- [Source material]
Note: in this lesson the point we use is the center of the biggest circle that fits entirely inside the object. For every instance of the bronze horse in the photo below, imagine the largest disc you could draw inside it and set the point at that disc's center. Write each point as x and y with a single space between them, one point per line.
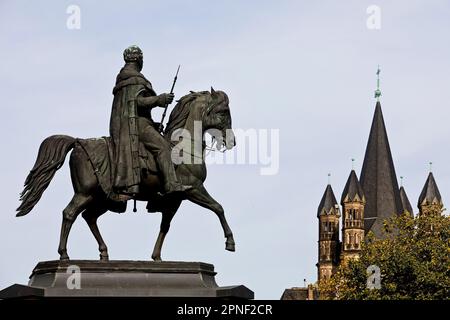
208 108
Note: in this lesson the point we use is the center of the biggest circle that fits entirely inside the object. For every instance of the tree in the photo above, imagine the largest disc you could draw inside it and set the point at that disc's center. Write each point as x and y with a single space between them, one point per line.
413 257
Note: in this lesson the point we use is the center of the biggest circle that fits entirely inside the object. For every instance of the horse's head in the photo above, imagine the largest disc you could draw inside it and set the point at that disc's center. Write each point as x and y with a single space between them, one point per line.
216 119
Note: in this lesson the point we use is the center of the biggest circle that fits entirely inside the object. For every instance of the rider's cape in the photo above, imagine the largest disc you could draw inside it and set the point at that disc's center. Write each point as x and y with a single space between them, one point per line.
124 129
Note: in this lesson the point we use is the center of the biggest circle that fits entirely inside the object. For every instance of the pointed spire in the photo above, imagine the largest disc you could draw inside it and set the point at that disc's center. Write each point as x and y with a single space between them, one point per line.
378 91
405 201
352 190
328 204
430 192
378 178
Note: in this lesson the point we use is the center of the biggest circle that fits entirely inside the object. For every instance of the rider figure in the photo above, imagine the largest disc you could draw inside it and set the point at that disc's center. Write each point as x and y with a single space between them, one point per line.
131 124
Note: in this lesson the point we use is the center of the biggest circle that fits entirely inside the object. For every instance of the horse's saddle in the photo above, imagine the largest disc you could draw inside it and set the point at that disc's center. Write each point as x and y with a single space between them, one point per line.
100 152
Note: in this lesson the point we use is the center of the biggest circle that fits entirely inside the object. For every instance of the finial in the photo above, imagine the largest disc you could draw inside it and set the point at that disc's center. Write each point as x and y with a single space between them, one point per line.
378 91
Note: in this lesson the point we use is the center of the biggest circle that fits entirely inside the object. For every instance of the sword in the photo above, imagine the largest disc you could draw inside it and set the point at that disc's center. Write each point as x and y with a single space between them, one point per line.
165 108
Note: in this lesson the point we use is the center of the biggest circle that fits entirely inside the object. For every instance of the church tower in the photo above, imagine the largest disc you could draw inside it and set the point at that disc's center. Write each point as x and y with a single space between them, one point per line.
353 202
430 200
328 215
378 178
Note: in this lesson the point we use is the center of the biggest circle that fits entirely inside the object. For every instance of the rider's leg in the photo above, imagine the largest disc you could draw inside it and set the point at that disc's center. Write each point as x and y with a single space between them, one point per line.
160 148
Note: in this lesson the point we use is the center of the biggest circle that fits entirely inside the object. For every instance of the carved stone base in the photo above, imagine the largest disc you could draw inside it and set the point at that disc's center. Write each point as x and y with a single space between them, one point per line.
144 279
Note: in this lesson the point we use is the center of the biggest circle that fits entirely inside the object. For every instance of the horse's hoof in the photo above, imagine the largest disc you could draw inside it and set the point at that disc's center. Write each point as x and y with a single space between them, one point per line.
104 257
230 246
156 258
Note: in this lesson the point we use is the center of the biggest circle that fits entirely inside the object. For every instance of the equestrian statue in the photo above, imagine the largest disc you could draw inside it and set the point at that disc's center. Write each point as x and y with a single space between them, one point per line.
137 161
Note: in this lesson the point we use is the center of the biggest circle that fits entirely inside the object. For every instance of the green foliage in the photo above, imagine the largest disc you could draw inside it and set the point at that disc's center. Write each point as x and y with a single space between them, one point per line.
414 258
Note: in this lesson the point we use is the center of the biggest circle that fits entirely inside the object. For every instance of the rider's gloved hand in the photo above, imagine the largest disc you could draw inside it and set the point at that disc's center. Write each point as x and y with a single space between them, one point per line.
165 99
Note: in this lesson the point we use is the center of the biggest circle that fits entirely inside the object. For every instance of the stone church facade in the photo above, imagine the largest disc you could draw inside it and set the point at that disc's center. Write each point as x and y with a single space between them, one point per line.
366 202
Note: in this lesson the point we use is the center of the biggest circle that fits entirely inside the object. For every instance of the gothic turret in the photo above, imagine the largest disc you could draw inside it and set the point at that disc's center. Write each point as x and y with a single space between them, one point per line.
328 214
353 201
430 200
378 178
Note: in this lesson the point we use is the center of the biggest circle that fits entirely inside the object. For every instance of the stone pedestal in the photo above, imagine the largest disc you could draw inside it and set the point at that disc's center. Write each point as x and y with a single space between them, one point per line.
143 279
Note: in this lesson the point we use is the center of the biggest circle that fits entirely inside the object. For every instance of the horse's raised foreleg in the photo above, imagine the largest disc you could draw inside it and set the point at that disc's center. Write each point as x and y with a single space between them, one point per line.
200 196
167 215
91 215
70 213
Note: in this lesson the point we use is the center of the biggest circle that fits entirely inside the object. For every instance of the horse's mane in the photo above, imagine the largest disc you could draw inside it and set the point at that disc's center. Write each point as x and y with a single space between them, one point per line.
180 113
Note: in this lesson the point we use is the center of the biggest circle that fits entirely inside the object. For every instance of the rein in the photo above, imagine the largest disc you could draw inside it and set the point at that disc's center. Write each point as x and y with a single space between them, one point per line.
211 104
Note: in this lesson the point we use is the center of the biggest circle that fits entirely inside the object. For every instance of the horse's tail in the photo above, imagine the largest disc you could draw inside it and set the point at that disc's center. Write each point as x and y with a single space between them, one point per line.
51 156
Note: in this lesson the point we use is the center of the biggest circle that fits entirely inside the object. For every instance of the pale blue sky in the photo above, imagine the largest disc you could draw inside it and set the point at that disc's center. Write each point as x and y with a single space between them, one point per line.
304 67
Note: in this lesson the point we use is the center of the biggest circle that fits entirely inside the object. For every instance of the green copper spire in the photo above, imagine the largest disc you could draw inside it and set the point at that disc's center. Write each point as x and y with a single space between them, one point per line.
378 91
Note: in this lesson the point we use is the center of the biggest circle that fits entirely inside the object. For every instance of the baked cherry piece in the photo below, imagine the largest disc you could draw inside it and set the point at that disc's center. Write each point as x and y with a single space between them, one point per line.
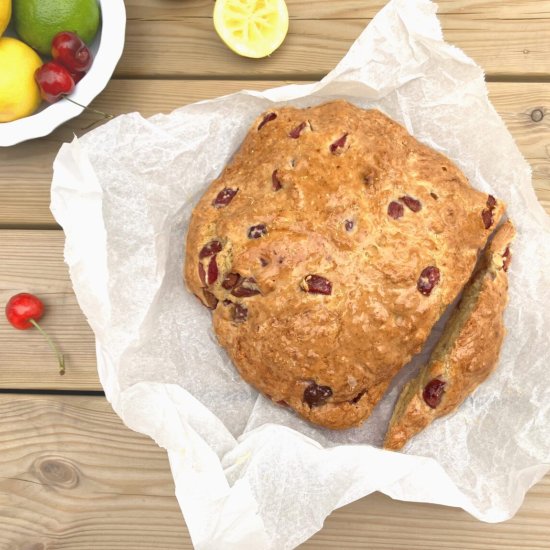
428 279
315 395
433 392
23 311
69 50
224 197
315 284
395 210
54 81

...

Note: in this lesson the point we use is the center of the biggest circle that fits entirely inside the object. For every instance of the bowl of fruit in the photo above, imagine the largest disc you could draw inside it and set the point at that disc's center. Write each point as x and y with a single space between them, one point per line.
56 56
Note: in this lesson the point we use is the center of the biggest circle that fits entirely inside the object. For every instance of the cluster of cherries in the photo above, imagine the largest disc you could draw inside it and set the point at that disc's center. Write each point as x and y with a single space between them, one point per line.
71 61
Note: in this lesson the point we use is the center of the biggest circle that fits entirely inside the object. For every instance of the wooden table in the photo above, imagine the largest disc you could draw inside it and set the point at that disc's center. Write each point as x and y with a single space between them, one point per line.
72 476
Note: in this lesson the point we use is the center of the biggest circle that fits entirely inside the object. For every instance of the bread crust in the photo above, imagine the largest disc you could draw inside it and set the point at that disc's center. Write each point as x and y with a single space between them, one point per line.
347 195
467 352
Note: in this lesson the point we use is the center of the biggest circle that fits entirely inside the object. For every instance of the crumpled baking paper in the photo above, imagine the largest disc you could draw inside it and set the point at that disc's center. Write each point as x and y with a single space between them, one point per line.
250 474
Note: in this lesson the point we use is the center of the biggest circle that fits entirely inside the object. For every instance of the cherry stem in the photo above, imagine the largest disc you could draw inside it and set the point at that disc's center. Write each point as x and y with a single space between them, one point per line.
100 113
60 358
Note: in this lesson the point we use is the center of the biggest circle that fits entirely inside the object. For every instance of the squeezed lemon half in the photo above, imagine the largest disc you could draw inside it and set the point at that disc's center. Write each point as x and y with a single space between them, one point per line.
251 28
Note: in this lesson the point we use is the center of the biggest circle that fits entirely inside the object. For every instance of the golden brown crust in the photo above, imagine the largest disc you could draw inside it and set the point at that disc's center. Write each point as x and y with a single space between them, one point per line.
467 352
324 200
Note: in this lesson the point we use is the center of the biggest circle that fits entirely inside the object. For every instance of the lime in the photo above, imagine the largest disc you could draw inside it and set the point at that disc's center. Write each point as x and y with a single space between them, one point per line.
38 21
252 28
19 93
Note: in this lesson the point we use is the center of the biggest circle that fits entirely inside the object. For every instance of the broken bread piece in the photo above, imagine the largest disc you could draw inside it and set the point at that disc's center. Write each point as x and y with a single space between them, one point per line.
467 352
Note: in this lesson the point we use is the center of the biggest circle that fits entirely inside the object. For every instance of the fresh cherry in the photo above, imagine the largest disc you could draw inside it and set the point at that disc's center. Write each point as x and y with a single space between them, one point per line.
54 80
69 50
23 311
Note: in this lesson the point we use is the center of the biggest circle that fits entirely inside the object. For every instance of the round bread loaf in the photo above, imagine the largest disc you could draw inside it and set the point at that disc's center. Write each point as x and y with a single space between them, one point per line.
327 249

- [Exercise requirements]
Return every line of the material above that contains the string "turret", treating uppercase and lowercase letters as different.

- [Response]
Note: in this lesson the point we use is the center of the biggest circle that fits entirely inside the object. For every instance of the gothic turret in the photo above, imagine the largest disc you could draw inside it and set the point at that disc's center. Write each point as x and y with a single space between them, one point per line.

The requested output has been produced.